Extract to read ::
================================
Black Doldrums' new single 'Now You Know This' out now

Black Doldrums' new single 'Now You Know This' out now. Debut album 'Dead Awake' out March 11 via Fuzz Club Records.


London-based group Black Doldrums are today sharing ‘Now You Know This’, the third single to be lifted from their forthcoming ‘Dead Awake’ album. Produced by Jared Artaud (The Vacant Lots, Alan Vega), the ‘Dead Awake’ LP is due out March 11 2022 via Fuzz Club Records and arrives following two sold-out EPs (most recently 2019’s ‘She Divine’) and tour dates around the UK, EU and US.  Arriving following recent singles ‘Sad Paradise’ and ‘Into Blue’, you can stream ‘Now You Know This’ below and pre-order the LP here.
================================
Provided data ::
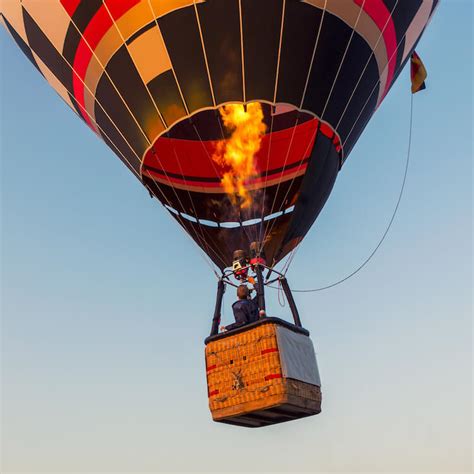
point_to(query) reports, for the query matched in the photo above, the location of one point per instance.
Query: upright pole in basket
(217, 310)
================================
Exercise requirements :: Rewrite the passage of the Black Doldrums announcement that opens with the words containing "Black Doldrums' new single 'Now You Know This' out now." and closes with "the LP here.", putting "limited-edition" in place of "sold-out".

Answer to this task ::
Black Doldrums' new single 'Now You Know This' out now. Debut album 'Dead Awake' out March 11 via Fuzz Club Records.


London-based group Black Doldrums are today sharing ‘Now You Know This’, the third single to be lifted from their forthcoming ‘Dead Awake’ album. Produced by Jared Artaud (The Vacant Lots, Alan Vega), the ‘Dead Awake’ LP is due out March 11 2022 via Fuzz Club Records and arrives following two limited-edition EPs (most recently 2019’s ‘She Divine’) and tour dates around the UK, EU and US.  Arriving following recent singles ‘Sad Paradise’ and ‘Into Blue’, you can stream ‘Now You Know This’ below and pre-order the LP here.